— Begin Text —

The Shadow of a Leaf in Water Photo credits: Qmars Kalami

The Shadow of a Leaf in Water

November 11, 20208-11 minutes read

Written by:

Aida Shirazi

Share article:

As an Iranian born to and brought up in a middle-class family, Persian poetry has been a consistent part of my daily life. In fact, this is the case with most Iranians; the everyday language is filled with poetic metaphors to describe not only the deepest, but sometimes the trivial incidents, emotions, and interactions. ‘Rose’ is a metaphor of love; ‘daffodil’ is the symbol of the eye; falling in love and being inebriated on wine are used interchangeably; the lips of the beloved are likened to spinel and ruby; and ‘jet’ stands for their black hair.

I remember my first encounter with Sohrab Sepehri's poetry. It was a hot, humid summer in the late 90s. I was 11, and we were on vacation in a small coastal town by the Caspian Sea. That year, we stayed at the home of a family friend with an impressive library of unique books. One day, after our daily stroll in the woods and swimming in the creek behind the house, while everyone else was having their siesta, I started shuffling through the library and came across an old paperback edition of a book entitled Hasht Ketaab, meaning ‘Eight Books’. It was a collection of works by the 20th-century poet and painter, Sohrab Sepehri. At first, it was disorienting to read the free, rhyme-less poems, influenced by the poetic style known as Nimaaee, coined by the renowned avant-garde Iranian poet, Nima Youshij. There was little to no trace of meter and rhyme as in Hafez, Rumi, Khayyam, Ferdowsi, Saadi's poetry. The recurring combinations of long and short syllables that give the reader a sense of stability and predictability, hence safety and soundness, were gone. I stumbled, limped, and sometimes slid through the lines, trying to latch on to "something", but it wasn't there…

Sepehri is known for his affinity with Eastern philosophy, which manifested itself as a seemingly simple but highly symbolic language that transcends every phrase and image to something beyond its immediate meaning and effect. Despite his socially introverted personality, his approach to art and poetry was quite bold and adventurous. Sepehri was a trailblazer in modern Persian poetry and revolutionized its language, themes, and aesthetics. While his poetry may be less known to non-Persian-speaking audiences, his paintings are known to international artists, collectors, and auctions. Sepehri’s poetry continues to endure the passing time and transient poetic trends.

— End Text —

> _Stated exercise A_
In the Sepehri text, what was the title of the book found in the library, and what does that title mean?
> _Stated exercise B_
Please go on with the Sepehri text, starting after its final sentence.
The items are separate from the Sepehri text.

— Begin Record list —

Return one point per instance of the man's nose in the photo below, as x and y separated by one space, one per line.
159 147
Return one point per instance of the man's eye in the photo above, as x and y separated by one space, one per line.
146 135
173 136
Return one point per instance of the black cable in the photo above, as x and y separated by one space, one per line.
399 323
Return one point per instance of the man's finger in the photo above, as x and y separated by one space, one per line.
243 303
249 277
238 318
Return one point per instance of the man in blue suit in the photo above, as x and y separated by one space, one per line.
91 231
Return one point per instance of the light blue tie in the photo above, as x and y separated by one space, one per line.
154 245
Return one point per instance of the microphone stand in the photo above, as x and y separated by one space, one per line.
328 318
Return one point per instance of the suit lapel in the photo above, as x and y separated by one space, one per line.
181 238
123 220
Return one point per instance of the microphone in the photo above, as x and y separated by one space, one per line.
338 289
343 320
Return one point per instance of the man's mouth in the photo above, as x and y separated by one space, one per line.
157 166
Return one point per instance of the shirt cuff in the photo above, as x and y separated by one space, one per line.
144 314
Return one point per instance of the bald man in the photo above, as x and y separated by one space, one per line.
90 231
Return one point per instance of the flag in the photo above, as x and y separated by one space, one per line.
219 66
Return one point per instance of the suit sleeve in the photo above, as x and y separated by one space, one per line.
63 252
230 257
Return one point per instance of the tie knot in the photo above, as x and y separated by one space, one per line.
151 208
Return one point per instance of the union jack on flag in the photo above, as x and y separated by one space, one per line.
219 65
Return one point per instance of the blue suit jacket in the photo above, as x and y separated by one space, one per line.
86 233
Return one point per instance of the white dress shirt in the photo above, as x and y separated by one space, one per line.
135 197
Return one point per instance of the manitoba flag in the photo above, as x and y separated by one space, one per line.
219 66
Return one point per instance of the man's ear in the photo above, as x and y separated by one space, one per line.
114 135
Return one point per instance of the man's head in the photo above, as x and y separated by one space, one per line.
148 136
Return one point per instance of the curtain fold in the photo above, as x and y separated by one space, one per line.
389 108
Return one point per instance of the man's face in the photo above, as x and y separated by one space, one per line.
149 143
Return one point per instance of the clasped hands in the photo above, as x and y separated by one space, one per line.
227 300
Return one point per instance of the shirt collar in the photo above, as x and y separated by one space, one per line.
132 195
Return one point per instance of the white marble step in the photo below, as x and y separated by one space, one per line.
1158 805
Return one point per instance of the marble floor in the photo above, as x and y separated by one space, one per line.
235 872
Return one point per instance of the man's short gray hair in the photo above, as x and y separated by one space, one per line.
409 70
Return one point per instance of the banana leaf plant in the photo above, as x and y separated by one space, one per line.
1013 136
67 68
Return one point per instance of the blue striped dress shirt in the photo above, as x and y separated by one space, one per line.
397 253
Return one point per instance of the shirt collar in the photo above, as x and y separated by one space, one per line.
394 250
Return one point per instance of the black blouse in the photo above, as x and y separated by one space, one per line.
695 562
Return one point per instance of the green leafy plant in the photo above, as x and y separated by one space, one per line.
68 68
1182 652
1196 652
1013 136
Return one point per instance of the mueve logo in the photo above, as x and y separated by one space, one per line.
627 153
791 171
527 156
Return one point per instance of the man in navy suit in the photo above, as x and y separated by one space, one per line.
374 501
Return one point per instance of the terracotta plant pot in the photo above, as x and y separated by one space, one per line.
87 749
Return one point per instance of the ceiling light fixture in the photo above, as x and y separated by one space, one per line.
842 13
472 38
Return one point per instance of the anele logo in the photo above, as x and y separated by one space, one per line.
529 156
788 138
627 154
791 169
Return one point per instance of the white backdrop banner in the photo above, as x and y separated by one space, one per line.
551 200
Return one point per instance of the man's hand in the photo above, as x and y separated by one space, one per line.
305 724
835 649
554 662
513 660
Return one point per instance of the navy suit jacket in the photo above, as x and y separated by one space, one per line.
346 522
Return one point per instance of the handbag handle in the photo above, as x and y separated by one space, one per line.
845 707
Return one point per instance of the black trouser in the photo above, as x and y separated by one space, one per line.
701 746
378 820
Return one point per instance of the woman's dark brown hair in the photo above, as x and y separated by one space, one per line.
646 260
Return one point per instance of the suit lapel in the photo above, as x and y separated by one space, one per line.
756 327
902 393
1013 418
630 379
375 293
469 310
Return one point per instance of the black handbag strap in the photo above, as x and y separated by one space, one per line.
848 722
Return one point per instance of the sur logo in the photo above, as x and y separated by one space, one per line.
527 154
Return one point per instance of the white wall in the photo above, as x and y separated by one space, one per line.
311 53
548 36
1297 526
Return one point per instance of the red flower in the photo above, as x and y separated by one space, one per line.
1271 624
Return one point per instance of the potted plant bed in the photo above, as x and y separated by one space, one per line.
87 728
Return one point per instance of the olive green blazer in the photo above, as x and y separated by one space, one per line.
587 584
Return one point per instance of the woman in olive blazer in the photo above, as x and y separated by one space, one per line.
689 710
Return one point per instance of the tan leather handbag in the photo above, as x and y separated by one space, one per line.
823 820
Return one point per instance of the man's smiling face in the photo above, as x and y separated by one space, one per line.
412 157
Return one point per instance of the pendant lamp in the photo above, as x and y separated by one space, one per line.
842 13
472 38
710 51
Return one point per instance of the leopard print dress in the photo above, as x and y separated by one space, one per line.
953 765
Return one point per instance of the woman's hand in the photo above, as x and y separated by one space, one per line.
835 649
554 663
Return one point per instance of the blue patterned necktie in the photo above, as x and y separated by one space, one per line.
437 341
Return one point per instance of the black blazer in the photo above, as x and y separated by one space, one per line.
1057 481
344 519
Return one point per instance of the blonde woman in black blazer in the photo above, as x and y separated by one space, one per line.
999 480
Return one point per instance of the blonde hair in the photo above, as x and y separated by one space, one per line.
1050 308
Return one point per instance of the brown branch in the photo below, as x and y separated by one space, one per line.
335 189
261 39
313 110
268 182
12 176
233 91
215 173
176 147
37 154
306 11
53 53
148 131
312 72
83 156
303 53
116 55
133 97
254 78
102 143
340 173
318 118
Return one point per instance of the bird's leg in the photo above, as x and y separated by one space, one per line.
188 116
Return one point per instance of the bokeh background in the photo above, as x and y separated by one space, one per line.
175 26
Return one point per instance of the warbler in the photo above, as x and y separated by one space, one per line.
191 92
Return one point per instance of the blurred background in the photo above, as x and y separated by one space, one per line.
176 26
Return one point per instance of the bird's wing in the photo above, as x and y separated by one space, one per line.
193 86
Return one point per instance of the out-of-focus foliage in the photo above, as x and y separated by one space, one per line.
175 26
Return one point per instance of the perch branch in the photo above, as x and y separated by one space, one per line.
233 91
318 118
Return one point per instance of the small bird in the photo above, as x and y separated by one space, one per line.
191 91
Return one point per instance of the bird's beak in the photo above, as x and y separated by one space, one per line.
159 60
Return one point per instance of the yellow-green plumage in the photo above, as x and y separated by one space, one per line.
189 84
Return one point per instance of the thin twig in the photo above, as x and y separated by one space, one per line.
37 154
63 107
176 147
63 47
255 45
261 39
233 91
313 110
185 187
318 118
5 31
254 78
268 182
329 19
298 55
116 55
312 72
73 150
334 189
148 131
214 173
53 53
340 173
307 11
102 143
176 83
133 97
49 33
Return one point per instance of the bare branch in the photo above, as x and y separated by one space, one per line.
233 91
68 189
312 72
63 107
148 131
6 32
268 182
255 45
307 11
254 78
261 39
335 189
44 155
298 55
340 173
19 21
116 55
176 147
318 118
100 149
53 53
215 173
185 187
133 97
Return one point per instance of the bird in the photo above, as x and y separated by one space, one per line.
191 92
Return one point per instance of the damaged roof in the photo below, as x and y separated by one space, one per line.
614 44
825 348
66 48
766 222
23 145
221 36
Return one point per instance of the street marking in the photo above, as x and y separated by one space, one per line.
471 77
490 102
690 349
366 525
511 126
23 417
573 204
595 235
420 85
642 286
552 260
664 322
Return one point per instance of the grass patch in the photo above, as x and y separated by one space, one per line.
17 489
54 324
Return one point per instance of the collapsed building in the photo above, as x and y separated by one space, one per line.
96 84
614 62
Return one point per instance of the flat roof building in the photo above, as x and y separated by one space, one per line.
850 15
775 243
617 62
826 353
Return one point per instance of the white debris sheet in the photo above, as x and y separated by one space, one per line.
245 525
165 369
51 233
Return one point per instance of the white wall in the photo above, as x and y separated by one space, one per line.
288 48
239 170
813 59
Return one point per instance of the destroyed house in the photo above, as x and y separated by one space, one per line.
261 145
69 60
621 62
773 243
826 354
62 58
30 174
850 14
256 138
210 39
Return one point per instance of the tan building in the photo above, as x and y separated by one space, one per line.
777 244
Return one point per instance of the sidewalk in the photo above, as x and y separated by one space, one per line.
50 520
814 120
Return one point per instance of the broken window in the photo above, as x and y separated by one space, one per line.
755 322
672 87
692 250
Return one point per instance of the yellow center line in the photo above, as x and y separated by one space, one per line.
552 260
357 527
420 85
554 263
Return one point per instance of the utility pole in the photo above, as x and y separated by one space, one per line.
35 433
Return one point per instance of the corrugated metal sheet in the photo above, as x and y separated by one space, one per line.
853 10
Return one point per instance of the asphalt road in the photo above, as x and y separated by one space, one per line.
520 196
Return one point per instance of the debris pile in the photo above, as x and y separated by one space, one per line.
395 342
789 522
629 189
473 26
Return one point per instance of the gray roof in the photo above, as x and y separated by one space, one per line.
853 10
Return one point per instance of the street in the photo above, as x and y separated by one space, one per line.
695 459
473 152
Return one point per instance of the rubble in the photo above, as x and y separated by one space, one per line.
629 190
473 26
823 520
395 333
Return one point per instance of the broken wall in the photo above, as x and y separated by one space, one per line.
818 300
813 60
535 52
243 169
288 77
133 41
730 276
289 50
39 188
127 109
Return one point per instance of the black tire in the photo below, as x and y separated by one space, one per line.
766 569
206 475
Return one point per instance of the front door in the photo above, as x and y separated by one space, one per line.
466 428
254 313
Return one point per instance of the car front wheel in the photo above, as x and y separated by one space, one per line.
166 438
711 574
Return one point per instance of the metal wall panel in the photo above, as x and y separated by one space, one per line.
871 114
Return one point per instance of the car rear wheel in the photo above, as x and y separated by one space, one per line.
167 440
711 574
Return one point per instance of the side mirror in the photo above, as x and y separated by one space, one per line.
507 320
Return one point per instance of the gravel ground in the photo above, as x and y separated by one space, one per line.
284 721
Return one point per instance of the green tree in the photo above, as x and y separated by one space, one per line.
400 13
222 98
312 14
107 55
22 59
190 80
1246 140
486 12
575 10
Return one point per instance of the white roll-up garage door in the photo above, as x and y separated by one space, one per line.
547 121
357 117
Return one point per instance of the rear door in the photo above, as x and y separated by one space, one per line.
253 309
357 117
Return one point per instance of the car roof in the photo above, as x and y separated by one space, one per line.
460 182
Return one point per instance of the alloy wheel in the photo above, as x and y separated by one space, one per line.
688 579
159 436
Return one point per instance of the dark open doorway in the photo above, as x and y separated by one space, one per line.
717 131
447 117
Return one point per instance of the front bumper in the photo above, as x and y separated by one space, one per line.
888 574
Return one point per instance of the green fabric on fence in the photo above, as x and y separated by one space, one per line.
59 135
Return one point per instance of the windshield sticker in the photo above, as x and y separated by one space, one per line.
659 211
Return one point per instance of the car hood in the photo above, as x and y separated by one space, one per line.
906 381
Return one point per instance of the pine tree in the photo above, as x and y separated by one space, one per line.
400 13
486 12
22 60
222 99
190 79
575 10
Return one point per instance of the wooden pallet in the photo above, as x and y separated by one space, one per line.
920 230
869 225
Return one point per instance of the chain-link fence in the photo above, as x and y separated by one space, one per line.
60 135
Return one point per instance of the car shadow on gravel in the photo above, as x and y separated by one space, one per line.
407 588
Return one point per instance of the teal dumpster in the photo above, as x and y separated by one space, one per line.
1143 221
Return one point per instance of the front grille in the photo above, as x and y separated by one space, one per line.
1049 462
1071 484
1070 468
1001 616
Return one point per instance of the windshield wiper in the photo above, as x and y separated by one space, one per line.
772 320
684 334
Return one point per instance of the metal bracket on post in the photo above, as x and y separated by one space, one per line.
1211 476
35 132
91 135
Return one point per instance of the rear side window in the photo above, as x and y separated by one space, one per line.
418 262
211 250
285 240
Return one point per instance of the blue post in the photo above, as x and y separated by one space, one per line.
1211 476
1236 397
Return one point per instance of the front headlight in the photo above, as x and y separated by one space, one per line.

— End Record list —

> _Exercise response A_
Hasht Ketaab, meaning "Eight Books."

> _Exercise response B_
That afternoon marked the addition of Sepehri to the list of the poets that I had known and read. Still, it took his work some years to grow on me. I had to mature enough to appreciate his pure, innocent, and deeply personal and poetic language. After more than twenty years since that day, I often read his works with astonishment and joy. Sepehri’s pictorial, multi-layered, and deep language continues to have an undeniably deep impact on my perspective on music-making.

Aida Shirazi; photo: Qmars Kalami
Aida Shirazi; photo: Qmars Kalami

The Role of Poetry in My Work: Evoking Without Describing

As I started composing in the last year of college, words began making their way into my music. At first, it was only about writing a few art songs with the piano accompaniment based on old and new Persian poetry. Soon enough, though, it became clear to me that language and poetry have a far more significant influence on my creative process, regardless of the genre and instrumentation of the music I write. It is not only about the imagery, concept, and affect of the text, but also the sonic and musical aspect of the words and phrases. To me, words possess a tactile quality that I find to be as evocative and inspiring as sound and music. Such tactility becomes a powerful driving force for generating melodic, harmonic ideas and timbral and textural combinations. I have created several pieces based on English and Persian poetry and continue to explore new possibilities for generating musical materials drawn from the text's sonic quality. Worth mentioning is that my objective is not to create musical representations of the text in most cases. Instead, I am interested in selecting excerpts of the text and creating musical ideas based on them. Then, I treat the ideas independent from the form, overall trajectory, and sometimes even the original text's denotation.

One example of such treatment of text and music is my work for chamber ensemble The Shadow of a Leaf in Water, composed in 2018, based on Sepehri's poem entitled Light, Water, Flower, and Me from his book of poems, The Green Mass. Throughout his life, Sepehri's fascination with nature was reflected in his poetry and paintings. It is worth noting that in his view, human and nature were not two independent entities. Influenced by the Zen Philosophy, he believed that human is part of nature and the two are in constant interaction with each other. In The Green Mass, published in 1967, this fascination reaches a point where nature is the book's central element and plays a crucial role in most of its poems. Of course, human characters appear in the book as well but they are, in many cases, part of the background, and their role is to highlight and underline the images of nature. In other words, The Green Mass is a tribute to nature and tackles some of the most profound existential subjects through symbols and metaphors. As an artist who is usually inspired by nature in her work, I find The Green Mass an extremely compelling collection.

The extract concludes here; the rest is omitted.